#### Text for analysis
Fengari (Φεγγάρι), also known as Saos (Σάος), is the tallest mountain in the Aegean island of Samothrace, Greece, with an elevation of 1611 m.

== Etymology ==
The previous name of the mountain, Sáos, which means safe, is still used in some maps. The current common name, though, is Fengari or Fenghári, which means moon.

According to a local legend, anyone who stands at the top of the mountain during the night of a full moon will see something that they wish for coming true.

== History ==
During classical antiquity, this mountain was very useful for sailors' navigation, due to its relative height and prominence. In legend, Poseidon watched the Trojan War from the peak.

== Access to the summit ==
The easiest way to access the Fengari summit is via the northern side of the mountain, from the village of Therma. Near the summit, the path becomes extremely rocky, and rocks are marked by red spray paint to help keep hikers on track. During the summer, this area can contain considerable cloud and mist. On clear days, though, the view from this area includes a large part of the northern Aegean Sea and stretches from the Troad in the East to Mount Athos in the West.

== Environment ==
Due its height and the diversity of its climate, many very interesting and rare plant species can be found on Fengari. On its cliffs and gorges, for example, Polygonum icaricum can be found; the species only grows in Samothrace and in Icaria. Several subspecies of Potentilla montana also grow near the top of the mountain. In addition, the mountain contains a very rich and diverse variety of bird life. Other plants endemic to Mount Fengari include Alyssum degenianum, Symphyandra samothracica, Herniaria degenii, and Potentilla geoides.

#### Parts of the exercise
1/ Answer these questions using the text about Mount Fengari.
(a) What is the mountain's elevation?
(b) What does the name Fengari mean?
(c) Which plant species growing on the mountain's cliffs and gorges is found only in Samothrace and Icaria?
2/ Copy the text about Mount Fengari word for word, from "Fengari (Φεγγάρι), also" up to and including "for coming true.".

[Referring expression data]
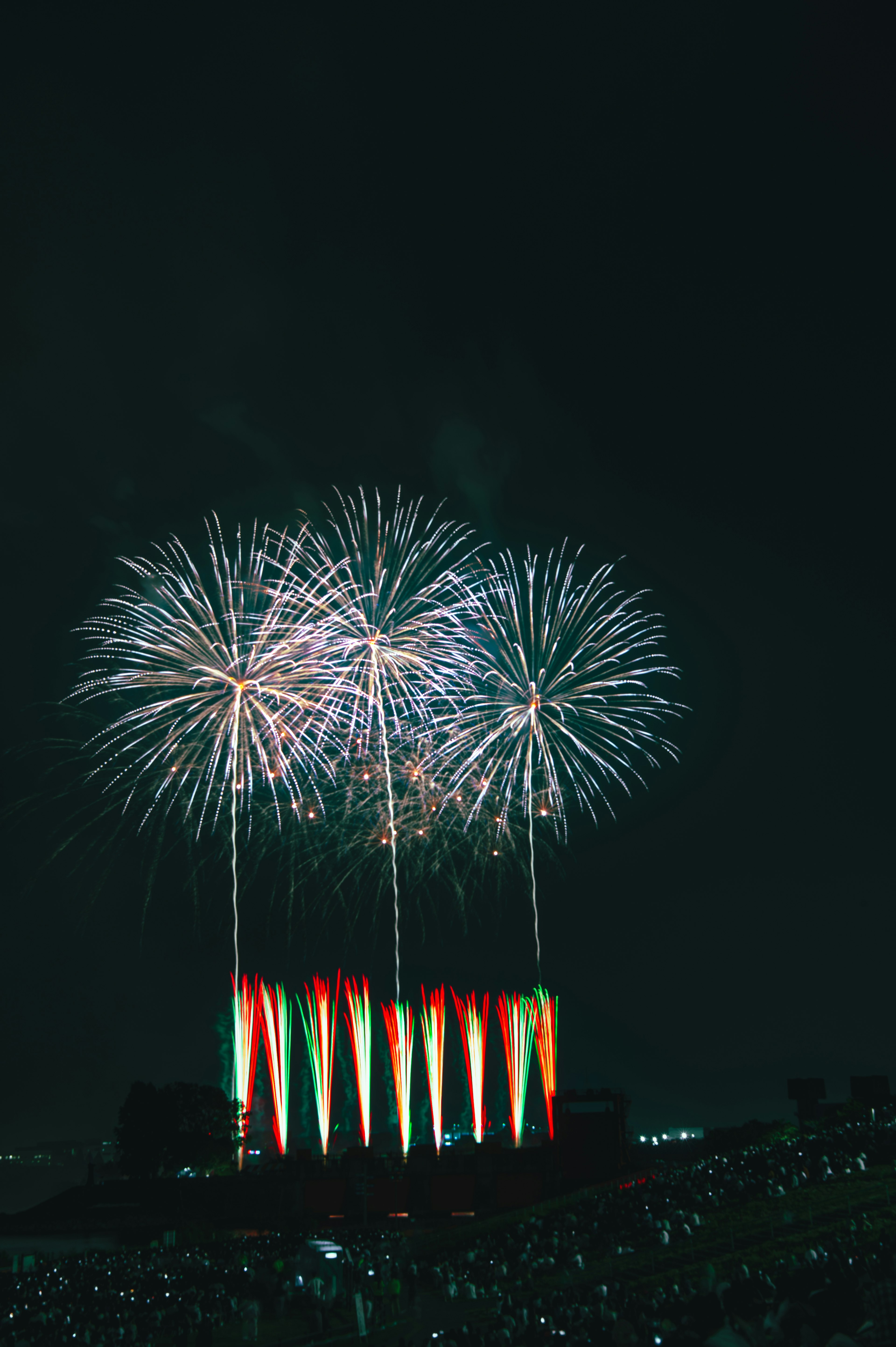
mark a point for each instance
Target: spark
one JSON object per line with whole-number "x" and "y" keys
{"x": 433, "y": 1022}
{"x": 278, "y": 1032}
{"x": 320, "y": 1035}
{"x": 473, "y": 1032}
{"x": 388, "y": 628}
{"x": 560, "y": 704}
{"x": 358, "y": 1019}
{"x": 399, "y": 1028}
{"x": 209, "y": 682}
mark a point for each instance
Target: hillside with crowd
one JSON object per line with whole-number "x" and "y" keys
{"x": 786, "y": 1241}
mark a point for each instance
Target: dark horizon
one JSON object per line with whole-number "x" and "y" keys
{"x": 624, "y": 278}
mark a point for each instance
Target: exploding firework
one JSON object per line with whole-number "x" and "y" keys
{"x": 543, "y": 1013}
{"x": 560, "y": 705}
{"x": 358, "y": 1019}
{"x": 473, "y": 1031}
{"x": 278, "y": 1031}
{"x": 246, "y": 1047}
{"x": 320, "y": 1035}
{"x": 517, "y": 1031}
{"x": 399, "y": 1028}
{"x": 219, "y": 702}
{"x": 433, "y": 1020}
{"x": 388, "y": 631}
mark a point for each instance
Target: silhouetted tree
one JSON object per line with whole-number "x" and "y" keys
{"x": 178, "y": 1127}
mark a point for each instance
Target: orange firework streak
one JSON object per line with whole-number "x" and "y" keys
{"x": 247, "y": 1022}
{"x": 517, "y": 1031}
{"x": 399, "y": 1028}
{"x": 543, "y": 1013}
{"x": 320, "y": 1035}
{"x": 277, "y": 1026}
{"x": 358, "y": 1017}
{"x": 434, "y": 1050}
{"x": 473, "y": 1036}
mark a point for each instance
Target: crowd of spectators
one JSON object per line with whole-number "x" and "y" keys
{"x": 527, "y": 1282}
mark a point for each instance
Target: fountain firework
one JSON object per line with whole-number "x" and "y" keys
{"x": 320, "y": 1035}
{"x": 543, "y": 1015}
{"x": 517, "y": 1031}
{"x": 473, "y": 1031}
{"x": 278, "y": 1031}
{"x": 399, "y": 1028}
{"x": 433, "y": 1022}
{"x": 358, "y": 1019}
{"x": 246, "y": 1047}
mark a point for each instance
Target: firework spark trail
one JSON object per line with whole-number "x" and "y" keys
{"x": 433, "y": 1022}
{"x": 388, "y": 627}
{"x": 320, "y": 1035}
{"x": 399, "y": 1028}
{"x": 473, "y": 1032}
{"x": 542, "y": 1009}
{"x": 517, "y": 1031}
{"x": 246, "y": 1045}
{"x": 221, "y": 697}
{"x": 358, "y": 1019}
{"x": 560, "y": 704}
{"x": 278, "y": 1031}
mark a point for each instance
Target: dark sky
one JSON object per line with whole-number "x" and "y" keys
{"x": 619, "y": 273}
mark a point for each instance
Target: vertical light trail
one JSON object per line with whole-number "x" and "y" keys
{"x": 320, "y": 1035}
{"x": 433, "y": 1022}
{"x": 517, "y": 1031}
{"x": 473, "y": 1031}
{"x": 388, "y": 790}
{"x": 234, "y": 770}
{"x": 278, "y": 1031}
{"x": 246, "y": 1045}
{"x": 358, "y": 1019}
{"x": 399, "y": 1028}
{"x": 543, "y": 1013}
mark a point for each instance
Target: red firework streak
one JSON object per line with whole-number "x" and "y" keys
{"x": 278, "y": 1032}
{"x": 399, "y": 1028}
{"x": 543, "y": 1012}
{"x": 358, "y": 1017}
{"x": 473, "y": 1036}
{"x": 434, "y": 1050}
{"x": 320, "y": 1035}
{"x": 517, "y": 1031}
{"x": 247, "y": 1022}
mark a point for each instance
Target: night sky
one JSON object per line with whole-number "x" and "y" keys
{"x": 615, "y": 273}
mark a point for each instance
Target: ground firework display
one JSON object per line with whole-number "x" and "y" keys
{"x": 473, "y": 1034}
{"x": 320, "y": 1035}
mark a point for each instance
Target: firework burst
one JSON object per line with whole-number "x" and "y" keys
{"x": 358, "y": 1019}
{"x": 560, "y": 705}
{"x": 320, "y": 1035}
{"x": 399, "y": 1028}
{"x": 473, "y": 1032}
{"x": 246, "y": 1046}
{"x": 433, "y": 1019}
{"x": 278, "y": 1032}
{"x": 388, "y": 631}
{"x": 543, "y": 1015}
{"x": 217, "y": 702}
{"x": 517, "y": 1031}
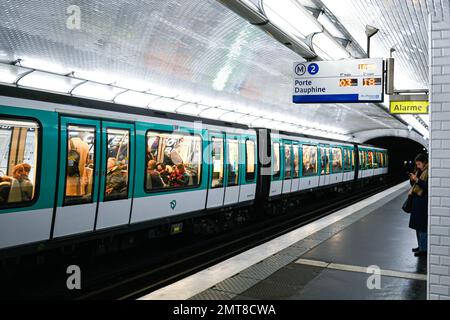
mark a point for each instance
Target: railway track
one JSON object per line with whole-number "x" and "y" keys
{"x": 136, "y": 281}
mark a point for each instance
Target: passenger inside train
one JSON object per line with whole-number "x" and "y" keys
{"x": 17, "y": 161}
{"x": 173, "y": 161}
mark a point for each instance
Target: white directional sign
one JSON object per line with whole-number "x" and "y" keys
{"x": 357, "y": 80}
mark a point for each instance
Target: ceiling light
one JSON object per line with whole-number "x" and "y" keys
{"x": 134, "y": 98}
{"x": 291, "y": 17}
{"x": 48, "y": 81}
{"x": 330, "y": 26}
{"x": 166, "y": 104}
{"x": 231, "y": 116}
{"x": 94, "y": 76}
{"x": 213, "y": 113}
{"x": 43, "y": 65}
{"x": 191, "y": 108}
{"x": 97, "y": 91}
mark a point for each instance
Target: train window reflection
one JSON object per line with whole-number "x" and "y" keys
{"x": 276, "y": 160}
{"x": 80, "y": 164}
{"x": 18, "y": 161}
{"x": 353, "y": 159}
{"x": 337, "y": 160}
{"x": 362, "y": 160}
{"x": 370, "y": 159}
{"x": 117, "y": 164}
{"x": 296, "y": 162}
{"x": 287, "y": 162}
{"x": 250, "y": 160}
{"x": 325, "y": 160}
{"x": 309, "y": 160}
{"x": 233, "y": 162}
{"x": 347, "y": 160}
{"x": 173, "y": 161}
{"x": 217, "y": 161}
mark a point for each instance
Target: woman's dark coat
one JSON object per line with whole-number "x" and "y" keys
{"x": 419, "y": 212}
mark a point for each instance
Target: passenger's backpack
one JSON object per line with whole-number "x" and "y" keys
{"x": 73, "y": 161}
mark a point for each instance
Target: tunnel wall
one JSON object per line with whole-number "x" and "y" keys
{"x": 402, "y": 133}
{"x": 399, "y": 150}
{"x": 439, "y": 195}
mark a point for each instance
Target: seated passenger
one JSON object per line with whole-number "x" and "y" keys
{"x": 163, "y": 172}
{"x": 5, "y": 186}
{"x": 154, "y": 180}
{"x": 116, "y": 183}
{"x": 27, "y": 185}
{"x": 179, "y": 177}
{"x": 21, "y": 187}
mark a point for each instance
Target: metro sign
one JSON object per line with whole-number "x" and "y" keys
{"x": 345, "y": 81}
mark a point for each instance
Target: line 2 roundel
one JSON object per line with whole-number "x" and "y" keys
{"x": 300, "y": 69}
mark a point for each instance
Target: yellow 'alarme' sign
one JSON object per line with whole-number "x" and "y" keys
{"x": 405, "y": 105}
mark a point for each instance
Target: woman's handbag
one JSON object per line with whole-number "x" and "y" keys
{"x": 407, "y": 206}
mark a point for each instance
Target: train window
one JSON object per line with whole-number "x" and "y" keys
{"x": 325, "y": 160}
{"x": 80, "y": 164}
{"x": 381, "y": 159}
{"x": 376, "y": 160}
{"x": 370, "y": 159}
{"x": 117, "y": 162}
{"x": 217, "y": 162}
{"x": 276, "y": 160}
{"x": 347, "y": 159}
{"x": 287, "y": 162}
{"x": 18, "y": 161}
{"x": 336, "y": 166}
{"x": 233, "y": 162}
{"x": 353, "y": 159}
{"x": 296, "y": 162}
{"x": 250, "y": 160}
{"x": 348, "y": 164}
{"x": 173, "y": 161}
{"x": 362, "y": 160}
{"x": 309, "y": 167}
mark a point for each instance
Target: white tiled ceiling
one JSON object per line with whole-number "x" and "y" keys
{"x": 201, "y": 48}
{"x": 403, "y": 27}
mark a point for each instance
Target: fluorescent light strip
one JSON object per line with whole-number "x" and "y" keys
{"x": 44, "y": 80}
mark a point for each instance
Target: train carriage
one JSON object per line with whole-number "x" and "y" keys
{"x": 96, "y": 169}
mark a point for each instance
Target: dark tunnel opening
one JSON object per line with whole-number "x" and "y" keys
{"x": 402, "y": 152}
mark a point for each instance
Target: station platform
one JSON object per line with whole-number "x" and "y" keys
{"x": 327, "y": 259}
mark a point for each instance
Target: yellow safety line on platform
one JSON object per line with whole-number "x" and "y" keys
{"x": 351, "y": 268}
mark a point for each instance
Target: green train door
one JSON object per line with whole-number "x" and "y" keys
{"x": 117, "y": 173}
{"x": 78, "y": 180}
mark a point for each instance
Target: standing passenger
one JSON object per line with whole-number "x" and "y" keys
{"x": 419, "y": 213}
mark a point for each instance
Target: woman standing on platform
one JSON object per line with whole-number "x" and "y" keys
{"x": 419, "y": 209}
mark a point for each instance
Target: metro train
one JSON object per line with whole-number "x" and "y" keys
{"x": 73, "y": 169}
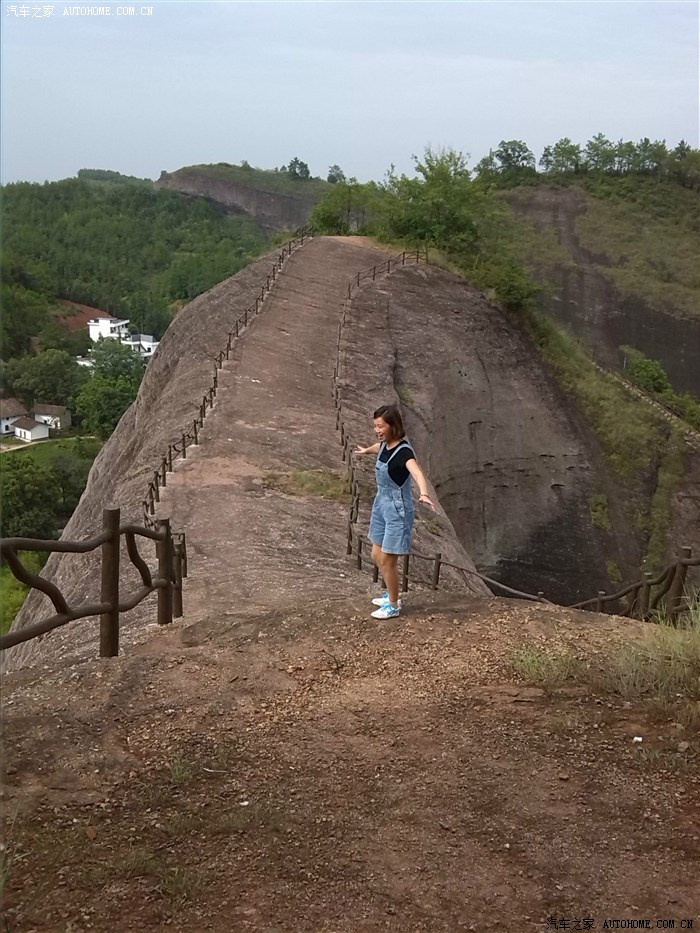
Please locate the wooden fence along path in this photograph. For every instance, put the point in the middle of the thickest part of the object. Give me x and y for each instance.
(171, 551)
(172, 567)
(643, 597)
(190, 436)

#### Answers to each task
1/
(a) 1611 m
(b) Moon
(c) Polygonum icaricum

2/
Fengari (Φεγγάρι), also known as Saos (Σάος), is the tallest mountain in the Aegean island of Samothrace, Greece, with an elevation of 1611 m.

== Etymology ==
The previous name of the mountain, Sáos, which means safe, is still used in some maps. The current common name, though, is Fengari or Fenghári, which means moon.

According to a local legend, anyone who stands at the top of the mountain during the night of a full moon will see something that they wish for coming true.